Work required ->
Write out only the tail of the records, beginning at the line containing "of the layered" and including the last line, exactly as written.
————————
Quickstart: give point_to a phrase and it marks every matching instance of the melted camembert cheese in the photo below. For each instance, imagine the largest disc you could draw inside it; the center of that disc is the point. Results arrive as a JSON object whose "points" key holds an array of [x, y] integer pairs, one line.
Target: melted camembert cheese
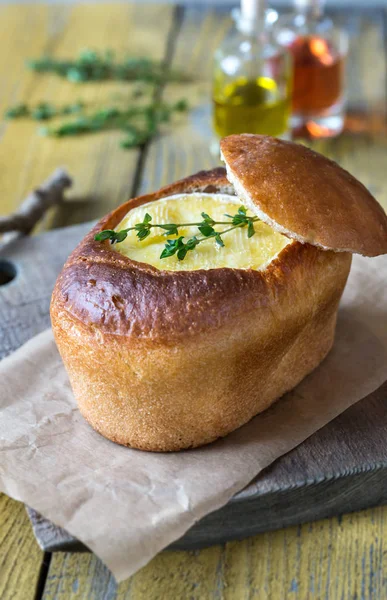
{"points": [[239, 251]]}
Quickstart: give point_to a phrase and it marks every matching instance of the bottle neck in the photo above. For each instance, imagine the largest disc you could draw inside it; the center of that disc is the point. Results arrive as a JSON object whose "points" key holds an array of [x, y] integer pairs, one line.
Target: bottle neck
{"points": [[309, 8]]}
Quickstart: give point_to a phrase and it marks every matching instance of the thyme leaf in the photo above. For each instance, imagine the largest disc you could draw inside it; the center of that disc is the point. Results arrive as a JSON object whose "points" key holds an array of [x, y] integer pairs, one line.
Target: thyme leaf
{"points": [[179, 246]]}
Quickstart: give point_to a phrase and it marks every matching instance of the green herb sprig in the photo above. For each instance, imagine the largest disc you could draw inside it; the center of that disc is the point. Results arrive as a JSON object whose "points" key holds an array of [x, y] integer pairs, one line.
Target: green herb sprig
{"points": [[44, 111], [91, 65], [139, 123], [180, 246]]}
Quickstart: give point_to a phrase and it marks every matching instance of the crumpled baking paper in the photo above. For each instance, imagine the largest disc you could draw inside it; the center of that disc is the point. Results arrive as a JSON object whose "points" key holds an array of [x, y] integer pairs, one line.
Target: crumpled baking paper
{"points": [[127, 505]]}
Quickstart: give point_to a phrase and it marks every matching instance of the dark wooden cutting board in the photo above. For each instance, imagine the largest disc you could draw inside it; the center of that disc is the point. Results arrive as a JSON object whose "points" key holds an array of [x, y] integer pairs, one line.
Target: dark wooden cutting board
{"points": [[341, 468]]}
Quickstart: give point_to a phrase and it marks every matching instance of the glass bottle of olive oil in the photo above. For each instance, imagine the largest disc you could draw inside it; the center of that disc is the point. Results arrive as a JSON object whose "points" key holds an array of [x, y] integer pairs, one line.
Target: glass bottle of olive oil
{"points": [[252, 78]]}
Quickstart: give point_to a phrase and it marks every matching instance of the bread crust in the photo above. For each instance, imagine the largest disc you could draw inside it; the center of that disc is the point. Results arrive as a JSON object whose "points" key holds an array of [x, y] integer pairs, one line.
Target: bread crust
{"points": [[168, 360], [305, 195]]}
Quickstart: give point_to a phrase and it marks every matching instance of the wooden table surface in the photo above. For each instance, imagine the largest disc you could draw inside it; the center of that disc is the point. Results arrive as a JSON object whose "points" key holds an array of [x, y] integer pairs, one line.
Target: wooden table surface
{"points": [[340, 558]]}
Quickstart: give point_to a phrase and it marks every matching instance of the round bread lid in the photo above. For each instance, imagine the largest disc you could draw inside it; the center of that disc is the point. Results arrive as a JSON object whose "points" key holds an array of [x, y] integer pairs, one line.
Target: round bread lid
{"points": [[304, 195]]}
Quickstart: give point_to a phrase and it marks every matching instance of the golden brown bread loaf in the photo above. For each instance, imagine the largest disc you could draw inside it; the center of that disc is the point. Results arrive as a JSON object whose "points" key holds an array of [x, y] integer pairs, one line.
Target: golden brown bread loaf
{"points": [[166, 360]]}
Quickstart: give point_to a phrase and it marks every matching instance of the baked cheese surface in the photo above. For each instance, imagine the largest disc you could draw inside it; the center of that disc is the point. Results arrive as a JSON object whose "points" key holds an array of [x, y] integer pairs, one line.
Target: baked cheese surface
{"points": [[239, 251]]}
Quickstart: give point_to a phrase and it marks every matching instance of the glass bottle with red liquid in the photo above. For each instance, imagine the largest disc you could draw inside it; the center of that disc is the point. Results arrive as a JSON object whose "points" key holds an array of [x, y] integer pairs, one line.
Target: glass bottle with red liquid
{"points": [[319, 50]]}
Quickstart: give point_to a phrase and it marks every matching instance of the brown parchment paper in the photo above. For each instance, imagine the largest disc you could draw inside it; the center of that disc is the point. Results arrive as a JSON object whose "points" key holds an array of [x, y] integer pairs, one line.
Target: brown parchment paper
{"points": [[127, 505]]}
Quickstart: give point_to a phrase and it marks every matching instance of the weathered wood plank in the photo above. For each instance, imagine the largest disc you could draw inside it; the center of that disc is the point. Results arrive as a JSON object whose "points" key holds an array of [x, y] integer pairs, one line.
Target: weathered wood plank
{"points": [[342, 558], [186, 149], [102, 171], [20, 556]]}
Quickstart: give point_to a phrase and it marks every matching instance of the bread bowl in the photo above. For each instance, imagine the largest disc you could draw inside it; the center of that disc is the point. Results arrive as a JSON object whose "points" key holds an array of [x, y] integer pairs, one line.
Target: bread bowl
{"points": [[170, 356]]}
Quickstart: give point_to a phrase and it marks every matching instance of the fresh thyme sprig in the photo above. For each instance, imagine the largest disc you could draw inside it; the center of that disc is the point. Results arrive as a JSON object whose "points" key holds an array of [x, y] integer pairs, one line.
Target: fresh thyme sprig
{"points": [[139, 122], [179, 246], [91, 65]]}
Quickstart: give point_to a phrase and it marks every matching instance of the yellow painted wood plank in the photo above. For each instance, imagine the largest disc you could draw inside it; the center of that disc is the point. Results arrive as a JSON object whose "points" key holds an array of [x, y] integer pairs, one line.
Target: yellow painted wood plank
{"points": [[20, 556], [103, 172], [331, 559]]}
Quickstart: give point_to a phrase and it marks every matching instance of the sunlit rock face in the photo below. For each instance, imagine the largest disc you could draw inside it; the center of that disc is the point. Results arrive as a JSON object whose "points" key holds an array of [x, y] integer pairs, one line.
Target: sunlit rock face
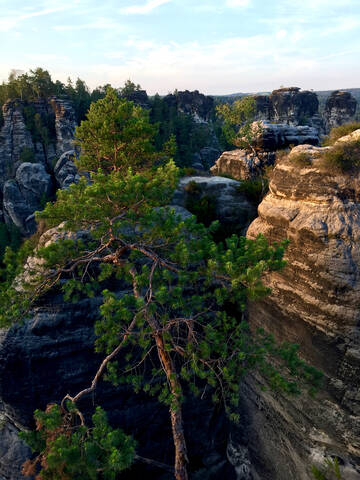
{"points": [[340, 108], [314, 303], [199, 106], [288, 105], [27, 164], [244, 165], [221, 198]]}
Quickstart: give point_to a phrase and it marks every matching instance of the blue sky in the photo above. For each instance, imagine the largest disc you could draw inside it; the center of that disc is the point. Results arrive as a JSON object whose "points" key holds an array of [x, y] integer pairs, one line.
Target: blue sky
{"points": [[215, 46]]}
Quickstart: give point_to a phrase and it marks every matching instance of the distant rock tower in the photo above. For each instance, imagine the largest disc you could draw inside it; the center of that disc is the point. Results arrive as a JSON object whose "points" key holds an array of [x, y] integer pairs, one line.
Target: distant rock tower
{"points": [[340, 108]]}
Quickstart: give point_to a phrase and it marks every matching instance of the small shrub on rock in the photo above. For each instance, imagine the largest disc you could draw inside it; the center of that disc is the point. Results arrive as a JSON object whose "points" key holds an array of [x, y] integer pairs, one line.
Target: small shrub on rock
{"points": [[339, 132], [301, 159]]}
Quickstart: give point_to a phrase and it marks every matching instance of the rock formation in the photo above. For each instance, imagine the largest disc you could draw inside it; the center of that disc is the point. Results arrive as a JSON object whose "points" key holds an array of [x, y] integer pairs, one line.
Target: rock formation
{"points": [[288, 105], [314, 303], [65, 170], [224, 201], [199, 106], [52, 353], [14, 139], [64, 124], [241, 164], [25, 194], [25, 186], [340, 108]]}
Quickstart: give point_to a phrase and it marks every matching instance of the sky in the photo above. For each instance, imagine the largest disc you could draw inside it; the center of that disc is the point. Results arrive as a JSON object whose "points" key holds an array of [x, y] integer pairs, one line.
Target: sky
{"points": [[214, 46]]}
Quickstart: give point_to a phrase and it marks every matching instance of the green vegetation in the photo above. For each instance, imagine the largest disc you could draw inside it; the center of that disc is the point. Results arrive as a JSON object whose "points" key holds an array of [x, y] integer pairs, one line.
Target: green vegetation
{"points": [[115, 136], [339, 132], [181, 315], [72, 450], [330, 471], [189, 136], [344, 157]]}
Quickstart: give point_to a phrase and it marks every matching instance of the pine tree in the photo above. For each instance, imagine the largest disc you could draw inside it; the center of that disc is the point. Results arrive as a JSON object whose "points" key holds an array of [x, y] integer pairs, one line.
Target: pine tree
{"points": [[172, 331]]}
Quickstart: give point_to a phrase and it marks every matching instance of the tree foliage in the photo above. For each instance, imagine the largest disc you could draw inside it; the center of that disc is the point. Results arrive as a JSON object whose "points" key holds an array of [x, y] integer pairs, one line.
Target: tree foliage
{"points": [[116, 135], [168, 288]]}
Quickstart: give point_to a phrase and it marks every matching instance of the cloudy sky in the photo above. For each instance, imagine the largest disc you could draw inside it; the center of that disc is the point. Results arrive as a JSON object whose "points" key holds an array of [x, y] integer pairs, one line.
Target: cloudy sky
{"points": [[215, 46]]}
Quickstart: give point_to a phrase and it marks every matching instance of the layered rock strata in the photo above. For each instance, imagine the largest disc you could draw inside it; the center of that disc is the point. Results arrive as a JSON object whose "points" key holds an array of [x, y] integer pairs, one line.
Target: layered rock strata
{"points": [[223, 199], [26, 186], [314, 303], [198, 105], [340, 108], [241, 164]]}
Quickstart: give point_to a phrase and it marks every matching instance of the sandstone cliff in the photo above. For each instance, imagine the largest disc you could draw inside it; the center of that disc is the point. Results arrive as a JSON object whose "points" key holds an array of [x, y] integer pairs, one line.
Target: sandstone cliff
————————
Exercise output ->
Quickstart: give point_to a phrase and it marks every matching instance of the layered rock strata in the photo above. For each instance, imagine the largest disc you could draw inside it; the center of that disc is the point. Results arrive as a JSON object whose "points" key holds an array of [x, y] integer pairs, one line.
Target: layered rock strata
{"points": [[223, 199], [26, 186], [314, 303], [198, 105], [340, 108], [241, 164]]}
Quickstart: give point_to a phrase and it marks every matching instance of the sandstone cliff in the photo above. For each instance, imagine the largest disc you could draw inside it; the center of that disc is the point. Results arrive as a JSON object whose "points" key holds an array of [x, y] integer pairs, one line.
Target: sandstone cliff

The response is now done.